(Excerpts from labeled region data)

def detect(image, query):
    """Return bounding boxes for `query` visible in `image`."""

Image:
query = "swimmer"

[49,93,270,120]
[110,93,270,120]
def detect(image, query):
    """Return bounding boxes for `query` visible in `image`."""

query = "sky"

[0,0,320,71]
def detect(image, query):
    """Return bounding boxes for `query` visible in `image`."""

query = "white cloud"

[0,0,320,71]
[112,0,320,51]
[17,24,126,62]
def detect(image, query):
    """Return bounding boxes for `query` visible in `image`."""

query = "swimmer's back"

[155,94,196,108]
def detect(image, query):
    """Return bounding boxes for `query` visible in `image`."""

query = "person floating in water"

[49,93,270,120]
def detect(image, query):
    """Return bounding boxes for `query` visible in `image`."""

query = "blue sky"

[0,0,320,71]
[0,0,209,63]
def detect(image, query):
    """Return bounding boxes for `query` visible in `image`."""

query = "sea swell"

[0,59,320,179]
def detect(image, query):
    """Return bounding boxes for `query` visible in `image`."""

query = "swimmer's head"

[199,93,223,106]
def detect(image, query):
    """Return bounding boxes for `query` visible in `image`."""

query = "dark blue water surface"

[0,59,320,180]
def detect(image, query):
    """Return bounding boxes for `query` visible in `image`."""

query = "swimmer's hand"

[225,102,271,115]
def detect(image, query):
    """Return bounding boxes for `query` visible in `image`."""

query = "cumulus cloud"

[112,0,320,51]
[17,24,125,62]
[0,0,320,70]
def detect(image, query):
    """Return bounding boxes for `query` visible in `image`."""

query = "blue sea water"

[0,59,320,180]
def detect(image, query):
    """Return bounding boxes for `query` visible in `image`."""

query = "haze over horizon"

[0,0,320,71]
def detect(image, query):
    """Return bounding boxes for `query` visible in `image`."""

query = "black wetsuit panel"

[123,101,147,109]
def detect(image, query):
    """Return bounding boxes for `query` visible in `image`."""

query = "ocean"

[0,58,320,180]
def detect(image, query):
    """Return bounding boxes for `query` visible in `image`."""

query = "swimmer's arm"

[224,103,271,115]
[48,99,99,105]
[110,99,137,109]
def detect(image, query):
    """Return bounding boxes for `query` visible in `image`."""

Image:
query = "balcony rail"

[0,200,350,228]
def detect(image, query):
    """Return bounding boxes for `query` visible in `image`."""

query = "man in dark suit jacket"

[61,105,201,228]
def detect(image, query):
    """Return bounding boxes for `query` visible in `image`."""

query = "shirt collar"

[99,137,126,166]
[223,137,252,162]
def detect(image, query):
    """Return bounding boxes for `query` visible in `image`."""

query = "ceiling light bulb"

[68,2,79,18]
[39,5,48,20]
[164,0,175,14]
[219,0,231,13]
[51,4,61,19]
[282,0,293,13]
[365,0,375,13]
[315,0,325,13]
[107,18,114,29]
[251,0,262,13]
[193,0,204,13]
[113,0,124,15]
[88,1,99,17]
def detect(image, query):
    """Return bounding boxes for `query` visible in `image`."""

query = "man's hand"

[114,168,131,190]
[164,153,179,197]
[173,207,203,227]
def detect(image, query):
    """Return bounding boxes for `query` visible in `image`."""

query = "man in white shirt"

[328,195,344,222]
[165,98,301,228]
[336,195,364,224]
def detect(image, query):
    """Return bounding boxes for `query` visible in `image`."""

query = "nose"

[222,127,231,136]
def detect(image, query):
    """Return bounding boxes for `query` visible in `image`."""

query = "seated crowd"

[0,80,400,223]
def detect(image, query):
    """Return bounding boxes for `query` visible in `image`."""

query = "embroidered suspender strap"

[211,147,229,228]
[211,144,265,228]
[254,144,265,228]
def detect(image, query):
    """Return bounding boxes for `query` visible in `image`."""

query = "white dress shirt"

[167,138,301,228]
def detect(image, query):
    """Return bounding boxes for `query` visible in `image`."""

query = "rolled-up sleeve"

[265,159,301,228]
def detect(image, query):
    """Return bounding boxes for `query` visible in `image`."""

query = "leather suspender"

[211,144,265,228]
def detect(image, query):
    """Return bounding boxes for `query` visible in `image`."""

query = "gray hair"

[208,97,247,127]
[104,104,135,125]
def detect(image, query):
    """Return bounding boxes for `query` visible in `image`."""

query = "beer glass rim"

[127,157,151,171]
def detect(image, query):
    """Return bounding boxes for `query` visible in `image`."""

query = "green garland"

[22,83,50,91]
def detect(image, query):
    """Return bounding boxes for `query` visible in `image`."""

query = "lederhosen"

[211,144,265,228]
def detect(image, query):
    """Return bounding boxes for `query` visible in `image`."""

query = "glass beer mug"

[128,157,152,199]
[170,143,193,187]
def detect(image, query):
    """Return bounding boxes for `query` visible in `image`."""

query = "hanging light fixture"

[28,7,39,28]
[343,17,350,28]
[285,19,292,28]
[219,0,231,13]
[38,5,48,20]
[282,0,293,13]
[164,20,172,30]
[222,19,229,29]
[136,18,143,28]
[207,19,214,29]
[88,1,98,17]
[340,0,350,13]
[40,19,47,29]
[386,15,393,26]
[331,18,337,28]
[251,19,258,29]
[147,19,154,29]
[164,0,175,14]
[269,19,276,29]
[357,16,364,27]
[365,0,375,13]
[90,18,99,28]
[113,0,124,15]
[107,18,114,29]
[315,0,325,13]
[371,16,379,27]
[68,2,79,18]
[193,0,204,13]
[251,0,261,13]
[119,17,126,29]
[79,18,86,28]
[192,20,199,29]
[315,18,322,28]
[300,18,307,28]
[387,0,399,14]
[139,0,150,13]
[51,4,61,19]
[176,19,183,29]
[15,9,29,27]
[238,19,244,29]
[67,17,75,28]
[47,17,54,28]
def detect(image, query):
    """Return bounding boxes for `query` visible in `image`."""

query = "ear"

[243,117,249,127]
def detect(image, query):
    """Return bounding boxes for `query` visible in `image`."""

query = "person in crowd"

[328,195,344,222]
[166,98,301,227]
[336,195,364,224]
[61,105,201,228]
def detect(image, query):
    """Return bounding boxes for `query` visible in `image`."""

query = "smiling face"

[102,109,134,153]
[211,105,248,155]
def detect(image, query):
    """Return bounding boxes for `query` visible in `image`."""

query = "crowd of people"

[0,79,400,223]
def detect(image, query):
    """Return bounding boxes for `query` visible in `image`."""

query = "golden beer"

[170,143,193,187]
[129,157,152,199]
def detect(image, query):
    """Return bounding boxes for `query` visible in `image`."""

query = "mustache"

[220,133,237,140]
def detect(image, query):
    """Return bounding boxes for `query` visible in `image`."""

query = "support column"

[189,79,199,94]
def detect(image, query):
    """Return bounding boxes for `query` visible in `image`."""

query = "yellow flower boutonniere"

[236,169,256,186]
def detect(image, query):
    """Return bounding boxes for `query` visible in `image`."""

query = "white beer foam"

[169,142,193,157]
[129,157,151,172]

Aim — Pick out every line of the records that contains the word "dark" and copy each one.

Output —
query = "dark blue water surface"
query = "man in dark suit jacket"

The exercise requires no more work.